(Dataset rows on where objects appear)
□ □ □ □ □ □ □
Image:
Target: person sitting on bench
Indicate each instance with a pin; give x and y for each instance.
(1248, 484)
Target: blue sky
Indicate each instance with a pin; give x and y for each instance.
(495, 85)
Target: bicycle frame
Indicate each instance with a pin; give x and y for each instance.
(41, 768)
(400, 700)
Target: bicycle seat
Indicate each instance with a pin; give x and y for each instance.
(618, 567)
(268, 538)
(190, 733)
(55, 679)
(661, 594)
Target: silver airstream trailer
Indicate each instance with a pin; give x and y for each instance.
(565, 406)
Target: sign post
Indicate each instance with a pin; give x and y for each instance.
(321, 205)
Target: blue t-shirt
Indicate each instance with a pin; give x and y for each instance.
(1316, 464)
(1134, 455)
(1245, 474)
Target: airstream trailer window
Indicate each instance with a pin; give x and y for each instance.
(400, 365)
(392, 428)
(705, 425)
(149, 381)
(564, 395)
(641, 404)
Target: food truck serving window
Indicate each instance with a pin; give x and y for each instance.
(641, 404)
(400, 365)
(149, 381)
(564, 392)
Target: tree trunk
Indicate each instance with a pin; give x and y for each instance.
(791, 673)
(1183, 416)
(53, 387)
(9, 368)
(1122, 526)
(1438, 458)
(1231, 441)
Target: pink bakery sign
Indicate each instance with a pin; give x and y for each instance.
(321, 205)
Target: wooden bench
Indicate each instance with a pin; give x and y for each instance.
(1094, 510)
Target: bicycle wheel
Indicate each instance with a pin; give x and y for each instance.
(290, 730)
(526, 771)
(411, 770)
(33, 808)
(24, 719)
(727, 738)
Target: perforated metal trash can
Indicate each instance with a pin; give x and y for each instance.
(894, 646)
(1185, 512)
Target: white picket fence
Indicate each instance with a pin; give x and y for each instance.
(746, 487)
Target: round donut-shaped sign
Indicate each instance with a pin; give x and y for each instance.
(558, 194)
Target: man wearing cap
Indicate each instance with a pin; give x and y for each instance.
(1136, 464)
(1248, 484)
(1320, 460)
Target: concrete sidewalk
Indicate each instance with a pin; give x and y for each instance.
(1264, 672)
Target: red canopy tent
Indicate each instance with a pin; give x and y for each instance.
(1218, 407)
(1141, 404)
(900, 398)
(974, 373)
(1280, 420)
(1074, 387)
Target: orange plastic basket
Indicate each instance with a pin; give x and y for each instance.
□ □ □ □ □ □ □
§ **THE REQUEST**
The lines above should be duplicated exactly.

§ **COMPLETED EXERCISE**
Image:
Target: person sitting on bench
Indicate each instance with a pin; give x and y for each instance.
(1248, 484)
Target: blue sky
Indicate each instance with a pin; give x and y for each instance.
(495, 85)
Target: bicycle frame
Indicate each instance with a pin; give x and y for each instance.
(41, 768)
(400, 700)
Target: bicycle seat
Indicate each instance with a pin; give x and y for each instance.
(618, 567)
(268, 538)
(190, 733)
(55, 679)
(661, 594)
Target: silver airstream trailer
Indicate each instance with a pin; give x and y for each instance.
(565, 406)
Target: sign post
Indicate each instance with a pin; give x and y for each instance.
(321, 205)
Target: blue t-shirt
Indicate each instance with a pin; give x and y for each instance.
(1316, 464)
(1134, 455)
(1245, 474)
Target: airstream trailer window
Indicate each instance with a pin; give x and y for each instance.
(400, 365)
(392, 428)
(705, 425)
(149, 381)
(564, 395)
(641, 404)
Target: food truck serving window
Indicate each instance with a pin; give x and y for each instance.
(641, 404)
(400, 365)
(149, 381)
(564, 392)
Target: tree trunk
Indicate each instance with a pin; give x and y for each instance.
(791, 673)
(1183, 416)
(53, 387)
(9, 368)
(1122, 526)
(1438, 458)
(1231, 441)
Target: pink bakery sign
Indicate each instance with a pin; give x and y for each instance.
(321, 205)
Target: wooden bench
Indicate each instance with a pin; give x and y for each instance.
(1094, 510)
Target: bicycle wheel
Indicate each instance with a pin; give x and y for each instance.
(290, 730)
(526, 771)
(411, 770)
(33, 808)
(24, 719)
(727, 738)
Target: perforated metal trash can
Indicate each instance with a pin; give x and y for each instance.
(894, 646)
(1185, 512)
Target: white picket fence
Indicate each instance with a pin; give x and y for each instance.
(746, 487)
Target: round donut-shaped sign
Indicate each instance with a pin; give x and y for each instance.
(558, 194)
Target: man wearing cap
Indicate each instance with a pin; give x and y for each instance.
(1136, 464)
(1248, 484)
(1320, 460)
Target: concrete sidewalk
Indicate each instance with a pin; give x and y for each instance.
(1264, 672)
Target: red canopy tent
Indicate each instance with a pin; give x and y for each instance.
(1218, 407)
(1141, 404)
(900, 398)
(974, 373)
(1280, 420)
(1074, 387)
Target: orange plastic basket
Indicate each instance with a pin; give x and y for each instance.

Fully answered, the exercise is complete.